## The data
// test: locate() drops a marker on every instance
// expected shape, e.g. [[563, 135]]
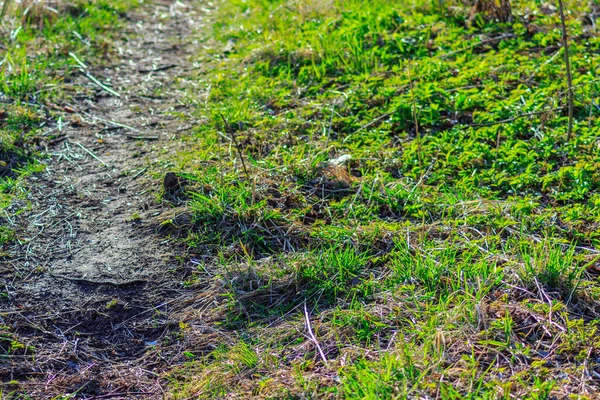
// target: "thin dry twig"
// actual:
[[237, 146], [91, 154], [312, 336], [568, 67]]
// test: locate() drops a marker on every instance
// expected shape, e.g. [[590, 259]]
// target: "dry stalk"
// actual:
[[237, 146], [568, 67], [312, 336]]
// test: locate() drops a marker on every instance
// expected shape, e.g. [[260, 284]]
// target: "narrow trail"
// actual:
[[90, 285]]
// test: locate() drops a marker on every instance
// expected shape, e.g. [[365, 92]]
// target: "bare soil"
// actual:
[[91, 285]]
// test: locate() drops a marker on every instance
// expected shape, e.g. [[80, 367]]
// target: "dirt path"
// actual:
[[91, 286]]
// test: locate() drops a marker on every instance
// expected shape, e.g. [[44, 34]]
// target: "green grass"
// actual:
[[449, 256], [36, 72]]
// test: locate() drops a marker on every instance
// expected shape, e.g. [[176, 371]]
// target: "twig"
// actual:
[[104, 282], [237, 146], [91, 153], [83, 68], [164, 67], [141, 137], [97, 82], [416, 120], [506, 36], [504, 121], [312, 336], [568, 67], [122, 395]]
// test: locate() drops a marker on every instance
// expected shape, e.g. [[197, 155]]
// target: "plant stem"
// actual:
[[4, 8], [568, 67]]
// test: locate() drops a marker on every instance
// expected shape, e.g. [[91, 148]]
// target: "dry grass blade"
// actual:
[[312, 336], [565, 41]]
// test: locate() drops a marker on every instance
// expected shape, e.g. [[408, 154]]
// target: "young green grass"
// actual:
[[449, 254]]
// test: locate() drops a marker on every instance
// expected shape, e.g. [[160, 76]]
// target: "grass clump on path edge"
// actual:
[[401, 173]]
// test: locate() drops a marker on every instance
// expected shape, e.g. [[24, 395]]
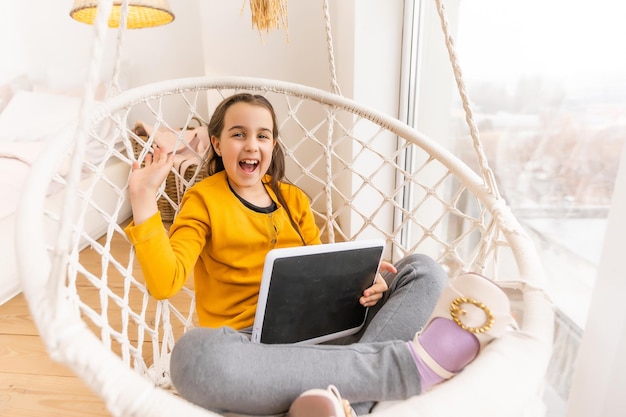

## Exercise details
Rewrite every line from the start of the records through the line containing "[[449, 256], [36, 72]]", requests included, scaling each point coordinate in the answers by 2.15 and rounding to whole numbers, with halves rounded up. Leave the sample coordinates in the requests unchanged, and omit the pictures.

## Output for this exercise
// test: locate() drops a marker on every instance
// expected shape, e.g. [[563, 135]]
// target: "thin dry twig"
// actual:
[[510, 314], [196, 331], [671, 722], [1221, 144]]
// test: locate() drops a marker on every instance
// expected shape, e.g. [[590, 259]]
// target: "dry stalk"
// actual:
[[510, 314], [1221, 144], [671, 722]]
// test: locate() drops a marker on every instance
// expected shape, e.g. [[260, 284]]
// target: "narrow trail"
// actual:
[[194, 613]]
// test: locate() drops a marker on every instance
// expected shape, e.g. [[365, 92]]
// target: "bare soil"
// actual:
[[196, 613]]
// test: locate() drops a marker on every instance
// expected shape, e.g. [[80, 367]]
// target: "dirt path"
// actual:
[[196, 615]]
// test: locate() drops a marker on every instance
// expected shape, e.g. [[44, 34]]
// target: "green grass"
// actual:
[[965, 550], [77, 155]]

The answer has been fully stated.